### Given records
• • • •
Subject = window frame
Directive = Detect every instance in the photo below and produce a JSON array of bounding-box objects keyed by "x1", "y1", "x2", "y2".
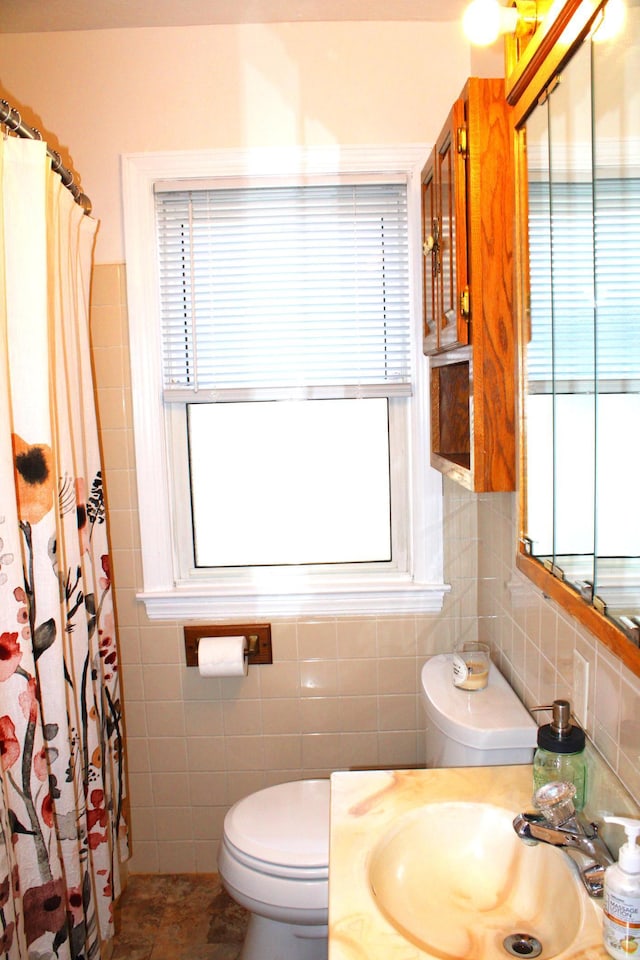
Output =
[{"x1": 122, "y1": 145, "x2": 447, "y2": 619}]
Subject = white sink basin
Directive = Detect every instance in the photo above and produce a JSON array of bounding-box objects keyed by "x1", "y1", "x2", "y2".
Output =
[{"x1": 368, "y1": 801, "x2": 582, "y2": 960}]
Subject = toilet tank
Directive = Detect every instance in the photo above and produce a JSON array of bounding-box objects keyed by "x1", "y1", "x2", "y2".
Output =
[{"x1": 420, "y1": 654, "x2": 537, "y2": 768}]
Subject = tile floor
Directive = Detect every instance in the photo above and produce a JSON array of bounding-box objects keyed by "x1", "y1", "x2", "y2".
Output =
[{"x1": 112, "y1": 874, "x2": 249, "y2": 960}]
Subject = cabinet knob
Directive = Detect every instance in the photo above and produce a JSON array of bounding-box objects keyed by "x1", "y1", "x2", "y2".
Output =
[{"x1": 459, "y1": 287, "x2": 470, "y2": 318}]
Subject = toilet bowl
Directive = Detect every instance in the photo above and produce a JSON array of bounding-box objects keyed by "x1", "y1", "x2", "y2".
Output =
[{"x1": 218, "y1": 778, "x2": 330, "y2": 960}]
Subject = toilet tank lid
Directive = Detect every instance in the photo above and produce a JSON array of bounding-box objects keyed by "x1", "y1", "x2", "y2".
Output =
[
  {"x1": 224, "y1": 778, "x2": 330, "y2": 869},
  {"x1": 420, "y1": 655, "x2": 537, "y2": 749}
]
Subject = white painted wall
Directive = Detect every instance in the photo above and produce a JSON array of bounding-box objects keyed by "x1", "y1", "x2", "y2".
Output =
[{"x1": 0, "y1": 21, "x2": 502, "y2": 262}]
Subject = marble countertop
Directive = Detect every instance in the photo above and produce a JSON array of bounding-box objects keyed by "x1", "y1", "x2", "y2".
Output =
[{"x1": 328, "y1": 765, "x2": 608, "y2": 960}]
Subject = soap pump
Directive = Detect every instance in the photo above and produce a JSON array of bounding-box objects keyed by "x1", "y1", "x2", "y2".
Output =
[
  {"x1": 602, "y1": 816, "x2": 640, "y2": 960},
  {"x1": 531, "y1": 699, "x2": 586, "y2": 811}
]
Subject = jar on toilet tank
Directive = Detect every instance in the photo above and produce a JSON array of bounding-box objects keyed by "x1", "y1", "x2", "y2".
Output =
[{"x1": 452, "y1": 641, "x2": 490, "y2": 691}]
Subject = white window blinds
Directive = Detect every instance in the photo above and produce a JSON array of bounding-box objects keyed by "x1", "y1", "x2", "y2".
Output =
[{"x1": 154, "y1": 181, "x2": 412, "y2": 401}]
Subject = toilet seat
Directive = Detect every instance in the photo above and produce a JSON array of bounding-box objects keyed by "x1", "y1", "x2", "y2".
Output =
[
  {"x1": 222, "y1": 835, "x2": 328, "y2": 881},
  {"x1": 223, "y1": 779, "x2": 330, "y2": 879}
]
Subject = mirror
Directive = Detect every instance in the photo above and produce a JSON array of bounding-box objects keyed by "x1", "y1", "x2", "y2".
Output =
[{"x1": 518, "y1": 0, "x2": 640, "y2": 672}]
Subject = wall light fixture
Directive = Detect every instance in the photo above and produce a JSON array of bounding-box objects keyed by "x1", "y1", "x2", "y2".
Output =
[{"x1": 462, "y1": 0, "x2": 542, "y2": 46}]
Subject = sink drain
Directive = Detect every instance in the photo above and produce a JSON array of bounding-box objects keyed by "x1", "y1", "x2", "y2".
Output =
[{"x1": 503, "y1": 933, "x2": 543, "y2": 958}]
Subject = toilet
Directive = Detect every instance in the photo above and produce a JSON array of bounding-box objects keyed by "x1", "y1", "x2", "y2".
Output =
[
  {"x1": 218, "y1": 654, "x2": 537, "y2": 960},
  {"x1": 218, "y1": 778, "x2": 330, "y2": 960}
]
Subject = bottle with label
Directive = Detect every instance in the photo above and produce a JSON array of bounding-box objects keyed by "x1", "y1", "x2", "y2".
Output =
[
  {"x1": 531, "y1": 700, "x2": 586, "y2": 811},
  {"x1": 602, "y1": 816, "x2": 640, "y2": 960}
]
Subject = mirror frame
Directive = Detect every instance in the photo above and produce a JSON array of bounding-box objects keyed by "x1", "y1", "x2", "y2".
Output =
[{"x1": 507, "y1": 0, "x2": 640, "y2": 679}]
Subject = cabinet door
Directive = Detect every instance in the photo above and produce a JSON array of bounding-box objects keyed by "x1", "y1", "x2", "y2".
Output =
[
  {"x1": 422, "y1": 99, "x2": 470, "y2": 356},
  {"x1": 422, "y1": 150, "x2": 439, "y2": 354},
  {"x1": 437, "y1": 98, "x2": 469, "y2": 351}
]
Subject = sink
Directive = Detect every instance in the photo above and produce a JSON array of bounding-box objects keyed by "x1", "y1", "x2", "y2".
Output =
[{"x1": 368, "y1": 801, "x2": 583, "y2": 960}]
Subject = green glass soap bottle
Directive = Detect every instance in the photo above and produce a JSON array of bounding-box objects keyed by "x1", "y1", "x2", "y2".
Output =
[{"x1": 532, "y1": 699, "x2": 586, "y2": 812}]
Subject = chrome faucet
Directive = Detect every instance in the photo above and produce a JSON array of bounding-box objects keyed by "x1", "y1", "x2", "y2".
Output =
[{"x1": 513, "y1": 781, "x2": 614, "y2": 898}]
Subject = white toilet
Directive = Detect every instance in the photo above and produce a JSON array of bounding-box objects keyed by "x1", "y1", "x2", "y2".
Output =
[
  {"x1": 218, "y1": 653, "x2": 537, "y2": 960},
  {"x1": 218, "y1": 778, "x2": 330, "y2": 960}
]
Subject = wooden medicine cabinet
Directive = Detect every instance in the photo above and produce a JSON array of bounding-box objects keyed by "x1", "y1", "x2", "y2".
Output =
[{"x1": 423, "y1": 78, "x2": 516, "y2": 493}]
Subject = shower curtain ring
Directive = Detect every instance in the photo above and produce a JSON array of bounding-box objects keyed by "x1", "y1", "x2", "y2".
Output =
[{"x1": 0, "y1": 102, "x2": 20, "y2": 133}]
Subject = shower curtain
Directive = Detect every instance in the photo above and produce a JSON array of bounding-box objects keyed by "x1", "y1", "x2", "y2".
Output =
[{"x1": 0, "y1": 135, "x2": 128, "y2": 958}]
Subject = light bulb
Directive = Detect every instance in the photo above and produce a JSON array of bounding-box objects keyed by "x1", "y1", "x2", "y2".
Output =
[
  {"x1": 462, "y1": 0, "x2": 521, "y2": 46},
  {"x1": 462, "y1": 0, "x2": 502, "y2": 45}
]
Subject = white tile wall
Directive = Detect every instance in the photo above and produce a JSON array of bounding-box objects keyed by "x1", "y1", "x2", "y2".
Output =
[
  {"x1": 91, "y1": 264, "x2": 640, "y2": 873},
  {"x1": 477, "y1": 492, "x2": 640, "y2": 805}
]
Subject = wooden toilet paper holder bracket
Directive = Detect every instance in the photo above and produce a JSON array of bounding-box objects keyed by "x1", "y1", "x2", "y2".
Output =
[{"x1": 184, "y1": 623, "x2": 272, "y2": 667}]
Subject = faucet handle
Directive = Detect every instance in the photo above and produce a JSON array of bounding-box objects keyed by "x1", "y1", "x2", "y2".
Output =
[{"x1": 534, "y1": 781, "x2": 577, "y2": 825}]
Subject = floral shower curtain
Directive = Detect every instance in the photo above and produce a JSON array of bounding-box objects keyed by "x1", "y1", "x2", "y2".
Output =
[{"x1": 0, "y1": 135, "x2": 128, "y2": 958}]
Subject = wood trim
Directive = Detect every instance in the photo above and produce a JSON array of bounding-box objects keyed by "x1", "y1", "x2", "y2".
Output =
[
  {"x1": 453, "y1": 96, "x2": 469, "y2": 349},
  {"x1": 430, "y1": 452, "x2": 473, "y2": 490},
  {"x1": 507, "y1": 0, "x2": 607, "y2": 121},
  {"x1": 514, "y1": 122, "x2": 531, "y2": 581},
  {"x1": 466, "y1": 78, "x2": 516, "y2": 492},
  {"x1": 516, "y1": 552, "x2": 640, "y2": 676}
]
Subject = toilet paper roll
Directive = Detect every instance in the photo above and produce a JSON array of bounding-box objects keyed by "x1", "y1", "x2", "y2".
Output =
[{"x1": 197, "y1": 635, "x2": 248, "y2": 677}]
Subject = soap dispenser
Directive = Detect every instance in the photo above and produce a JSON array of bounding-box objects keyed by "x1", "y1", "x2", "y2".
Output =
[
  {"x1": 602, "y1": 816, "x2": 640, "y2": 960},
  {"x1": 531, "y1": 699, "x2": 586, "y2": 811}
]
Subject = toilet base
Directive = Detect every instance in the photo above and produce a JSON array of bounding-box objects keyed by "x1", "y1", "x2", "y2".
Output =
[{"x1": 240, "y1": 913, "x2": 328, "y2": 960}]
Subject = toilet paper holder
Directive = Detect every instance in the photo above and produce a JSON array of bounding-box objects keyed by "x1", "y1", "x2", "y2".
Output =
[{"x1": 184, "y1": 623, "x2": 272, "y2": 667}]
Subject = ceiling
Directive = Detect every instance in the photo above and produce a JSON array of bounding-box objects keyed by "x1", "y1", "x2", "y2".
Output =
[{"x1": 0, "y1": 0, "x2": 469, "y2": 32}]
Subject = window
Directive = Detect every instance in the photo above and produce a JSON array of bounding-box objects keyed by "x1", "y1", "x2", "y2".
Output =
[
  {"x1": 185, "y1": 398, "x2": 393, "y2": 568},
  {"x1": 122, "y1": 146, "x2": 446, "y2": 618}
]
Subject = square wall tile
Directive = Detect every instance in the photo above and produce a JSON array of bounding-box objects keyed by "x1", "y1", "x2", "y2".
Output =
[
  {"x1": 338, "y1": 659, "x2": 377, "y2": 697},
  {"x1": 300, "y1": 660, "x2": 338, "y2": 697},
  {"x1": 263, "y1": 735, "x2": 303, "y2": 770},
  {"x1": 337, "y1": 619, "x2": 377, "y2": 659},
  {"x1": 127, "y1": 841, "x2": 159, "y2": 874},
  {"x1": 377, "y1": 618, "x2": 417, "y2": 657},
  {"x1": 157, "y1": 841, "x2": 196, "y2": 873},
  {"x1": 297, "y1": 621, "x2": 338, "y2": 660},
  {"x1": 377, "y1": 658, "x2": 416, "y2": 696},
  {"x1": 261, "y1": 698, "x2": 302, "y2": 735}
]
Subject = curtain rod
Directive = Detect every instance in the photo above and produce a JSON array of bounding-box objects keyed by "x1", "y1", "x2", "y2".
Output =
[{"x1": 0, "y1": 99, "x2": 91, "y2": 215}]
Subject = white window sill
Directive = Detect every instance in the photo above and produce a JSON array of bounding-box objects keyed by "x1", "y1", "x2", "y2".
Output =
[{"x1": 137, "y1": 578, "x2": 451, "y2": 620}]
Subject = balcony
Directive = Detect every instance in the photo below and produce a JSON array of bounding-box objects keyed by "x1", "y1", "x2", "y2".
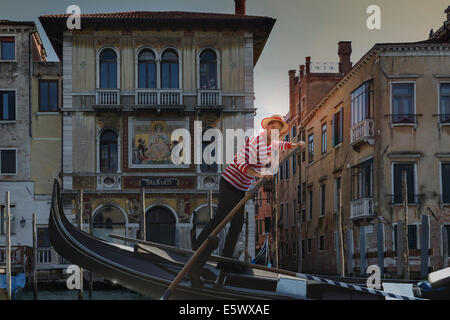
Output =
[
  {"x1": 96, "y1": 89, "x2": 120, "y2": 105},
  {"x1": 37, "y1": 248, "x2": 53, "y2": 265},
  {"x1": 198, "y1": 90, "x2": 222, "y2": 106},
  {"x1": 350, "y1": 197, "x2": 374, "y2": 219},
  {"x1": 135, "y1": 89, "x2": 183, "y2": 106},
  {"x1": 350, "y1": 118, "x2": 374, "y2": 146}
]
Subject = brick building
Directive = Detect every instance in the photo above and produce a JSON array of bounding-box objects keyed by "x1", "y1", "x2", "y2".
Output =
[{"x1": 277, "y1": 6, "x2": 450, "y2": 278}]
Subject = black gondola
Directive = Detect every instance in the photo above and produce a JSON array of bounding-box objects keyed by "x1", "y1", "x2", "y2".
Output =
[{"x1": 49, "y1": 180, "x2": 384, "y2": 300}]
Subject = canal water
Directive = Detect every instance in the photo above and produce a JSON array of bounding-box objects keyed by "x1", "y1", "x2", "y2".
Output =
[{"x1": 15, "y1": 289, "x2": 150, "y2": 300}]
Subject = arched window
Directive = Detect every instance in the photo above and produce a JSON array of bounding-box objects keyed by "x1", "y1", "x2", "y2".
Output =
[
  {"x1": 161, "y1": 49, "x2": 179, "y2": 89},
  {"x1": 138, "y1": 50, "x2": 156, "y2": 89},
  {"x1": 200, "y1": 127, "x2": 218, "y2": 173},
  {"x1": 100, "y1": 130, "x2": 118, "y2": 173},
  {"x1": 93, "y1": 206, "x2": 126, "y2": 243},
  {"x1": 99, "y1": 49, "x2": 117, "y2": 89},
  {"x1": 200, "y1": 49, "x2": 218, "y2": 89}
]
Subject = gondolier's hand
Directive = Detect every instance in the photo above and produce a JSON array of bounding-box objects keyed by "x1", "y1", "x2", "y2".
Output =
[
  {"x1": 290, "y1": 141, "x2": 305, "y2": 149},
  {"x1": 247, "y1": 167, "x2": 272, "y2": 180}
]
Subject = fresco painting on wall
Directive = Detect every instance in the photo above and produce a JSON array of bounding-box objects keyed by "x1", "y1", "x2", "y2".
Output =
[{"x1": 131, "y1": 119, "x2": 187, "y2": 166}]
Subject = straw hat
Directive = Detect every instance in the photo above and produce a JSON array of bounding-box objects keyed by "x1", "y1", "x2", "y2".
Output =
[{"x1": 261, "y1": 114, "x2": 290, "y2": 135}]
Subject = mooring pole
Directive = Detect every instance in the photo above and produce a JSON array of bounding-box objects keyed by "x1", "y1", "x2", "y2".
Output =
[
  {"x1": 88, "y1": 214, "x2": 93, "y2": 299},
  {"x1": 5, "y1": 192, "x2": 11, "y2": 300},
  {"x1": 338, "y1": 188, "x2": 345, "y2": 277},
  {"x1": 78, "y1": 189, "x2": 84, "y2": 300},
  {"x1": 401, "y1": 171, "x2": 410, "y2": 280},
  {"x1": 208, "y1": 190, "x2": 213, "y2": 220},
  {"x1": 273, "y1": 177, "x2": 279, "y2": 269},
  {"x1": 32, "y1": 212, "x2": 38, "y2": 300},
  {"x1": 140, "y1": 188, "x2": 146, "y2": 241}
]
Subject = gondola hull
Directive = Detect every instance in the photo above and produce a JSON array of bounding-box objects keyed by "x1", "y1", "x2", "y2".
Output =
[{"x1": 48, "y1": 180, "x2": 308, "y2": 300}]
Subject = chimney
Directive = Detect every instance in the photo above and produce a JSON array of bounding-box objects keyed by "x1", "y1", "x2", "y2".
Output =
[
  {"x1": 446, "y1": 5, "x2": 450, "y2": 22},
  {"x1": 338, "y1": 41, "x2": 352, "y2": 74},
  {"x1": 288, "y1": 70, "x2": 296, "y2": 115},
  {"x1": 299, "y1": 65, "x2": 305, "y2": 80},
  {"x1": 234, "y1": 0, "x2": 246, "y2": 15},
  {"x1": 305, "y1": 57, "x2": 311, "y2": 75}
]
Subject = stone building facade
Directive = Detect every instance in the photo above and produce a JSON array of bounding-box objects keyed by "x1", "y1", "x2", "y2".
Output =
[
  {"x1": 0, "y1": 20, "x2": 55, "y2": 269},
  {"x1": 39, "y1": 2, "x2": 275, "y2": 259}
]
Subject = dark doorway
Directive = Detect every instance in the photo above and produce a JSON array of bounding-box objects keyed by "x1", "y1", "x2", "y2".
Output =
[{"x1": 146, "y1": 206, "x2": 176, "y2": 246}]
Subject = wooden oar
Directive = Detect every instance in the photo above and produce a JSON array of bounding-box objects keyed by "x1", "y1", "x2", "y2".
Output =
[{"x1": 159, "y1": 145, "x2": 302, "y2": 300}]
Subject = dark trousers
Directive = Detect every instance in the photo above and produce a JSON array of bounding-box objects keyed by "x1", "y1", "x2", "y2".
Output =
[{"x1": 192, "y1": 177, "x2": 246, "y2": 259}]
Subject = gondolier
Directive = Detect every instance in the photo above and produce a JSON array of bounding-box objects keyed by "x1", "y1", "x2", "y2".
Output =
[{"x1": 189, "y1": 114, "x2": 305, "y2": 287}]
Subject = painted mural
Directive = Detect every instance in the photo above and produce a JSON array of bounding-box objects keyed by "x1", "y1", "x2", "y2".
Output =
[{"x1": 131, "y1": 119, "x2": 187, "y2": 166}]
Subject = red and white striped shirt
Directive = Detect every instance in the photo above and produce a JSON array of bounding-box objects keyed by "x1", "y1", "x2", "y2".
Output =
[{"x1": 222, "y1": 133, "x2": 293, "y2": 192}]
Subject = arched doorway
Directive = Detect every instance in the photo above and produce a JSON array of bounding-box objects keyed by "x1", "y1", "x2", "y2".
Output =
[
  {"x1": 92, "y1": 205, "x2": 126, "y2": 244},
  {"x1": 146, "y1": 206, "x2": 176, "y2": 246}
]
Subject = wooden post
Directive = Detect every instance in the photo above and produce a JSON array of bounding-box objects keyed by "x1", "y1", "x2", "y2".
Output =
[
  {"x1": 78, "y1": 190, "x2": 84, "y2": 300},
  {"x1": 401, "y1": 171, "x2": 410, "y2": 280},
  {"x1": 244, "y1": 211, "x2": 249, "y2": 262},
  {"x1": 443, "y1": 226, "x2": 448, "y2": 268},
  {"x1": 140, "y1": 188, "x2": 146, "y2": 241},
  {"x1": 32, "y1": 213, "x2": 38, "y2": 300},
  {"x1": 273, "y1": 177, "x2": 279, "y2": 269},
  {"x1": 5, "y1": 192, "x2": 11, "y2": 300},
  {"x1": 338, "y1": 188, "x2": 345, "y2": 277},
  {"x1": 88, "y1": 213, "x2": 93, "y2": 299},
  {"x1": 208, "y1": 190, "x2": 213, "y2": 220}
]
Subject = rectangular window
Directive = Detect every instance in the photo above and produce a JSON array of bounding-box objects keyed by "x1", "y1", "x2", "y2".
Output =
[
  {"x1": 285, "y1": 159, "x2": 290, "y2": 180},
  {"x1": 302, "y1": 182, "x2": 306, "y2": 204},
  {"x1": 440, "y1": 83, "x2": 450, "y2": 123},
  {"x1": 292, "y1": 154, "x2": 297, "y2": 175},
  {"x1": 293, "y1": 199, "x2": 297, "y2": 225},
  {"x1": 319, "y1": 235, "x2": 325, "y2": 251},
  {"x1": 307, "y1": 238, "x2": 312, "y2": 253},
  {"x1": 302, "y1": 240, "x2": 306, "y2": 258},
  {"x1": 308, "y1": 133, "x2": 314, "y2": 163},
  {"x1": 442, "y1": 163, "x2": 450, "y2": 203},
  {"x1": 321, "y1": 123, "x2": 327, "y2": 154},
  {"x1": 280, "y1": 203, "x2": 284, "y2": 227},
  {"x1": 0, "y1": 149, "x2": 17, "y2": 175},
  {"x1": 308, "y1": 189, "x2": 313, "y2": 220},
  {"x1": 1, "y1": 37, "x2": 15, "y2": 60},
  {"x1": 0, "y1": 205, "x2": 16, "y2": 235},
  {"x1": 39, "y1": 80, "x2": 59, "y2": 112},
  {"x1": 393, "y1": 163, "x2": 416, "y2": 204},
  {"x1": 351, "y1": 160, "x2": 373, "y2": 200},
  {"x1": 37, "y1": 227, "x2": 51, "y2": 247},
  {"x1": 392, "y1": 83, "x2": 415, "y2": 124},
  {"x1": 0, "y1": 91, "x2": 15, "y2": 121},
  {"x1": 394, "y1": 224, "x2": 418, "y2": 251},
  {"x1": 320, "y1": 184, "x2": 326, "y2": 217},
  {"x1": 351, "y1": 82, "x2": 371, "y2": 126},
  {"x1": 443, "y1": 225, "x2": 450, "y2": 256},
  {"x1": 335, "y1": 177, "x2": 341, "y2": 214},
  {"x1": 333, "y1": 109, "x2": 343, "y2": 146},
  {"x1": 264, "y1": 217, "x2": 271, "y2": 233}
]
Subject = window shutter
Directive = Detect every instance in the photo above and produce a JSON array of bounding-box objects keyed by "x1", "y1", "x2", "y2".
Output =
• • • •
### Task instructions
A word-for-word copy of the lines from the start of the listing through the line containing "Subject = white painted wall" is the answer. Pictures stay out of it.

### Solution to the exercise
Subject = window frame
Directive = Detect every instance in the photo below and produce a JSON array of bounding-box objects keyed by "x1", "y1", "x2", "y2".
Output =
[{"x1": 122, "y1": 145, "x2": 447, "y2": 619}]
Subject = white sink basin
Directive = Detect every instance in the photo above and produce a JSON array of bounding-box objects keyed by "x1", "y1", "x2", "y2".
Output =
[{"x1": 368, "y1": 801, "x2": 582, "y2": 960}]
Subject = toilet tank
Directive = Detect every instance in the photo above and produce a JSON array of bounding-box objects keyed by "x1", "y1", "x2", "y2".
Output =
[{"x1": 420, "y1": 654, "x2": 537, "y2": 768}]
Subject = tile floor
Directive = Detect every instance in the photo above and produce a JSON array of bounding-box objects keyed by "x1", "y1", "x2", "y2".
Output =
[{"x1": 112, "y1": 874, "x2": 249, "y2": 960}]
Subject = cabinet knob
Directive = Detect every instance in the photo above and produce a JSON array of bounding-box objects keyed by "x1", "y1", "x2", "y2".
Output =
[{"x1": 459, "y1": 287, "x2": 470, "y2": 318}]
Subject = toilet bowl
Directive = Detect every instance in the photo above and produce a JSON array of bounding-box objects keyed by "x1", "y1", "x2", "y2".
Output =
[{"x1": 218, "y1": 778, "x2": 330, "y2": 960}]
Subject = toilet tank lid
Directive = Detect every instance in the photo above and produce a JSON array of bounding-box objects keyed by "x1", "y1", "x2", "y2".
Output =
[
  {"x1": 224, "y1": 778, "x2": 330, "y2": 869},
  {"x1": 420, "y1": 655, "x2": 537, "y2": 749}
]
Subject = white painted wall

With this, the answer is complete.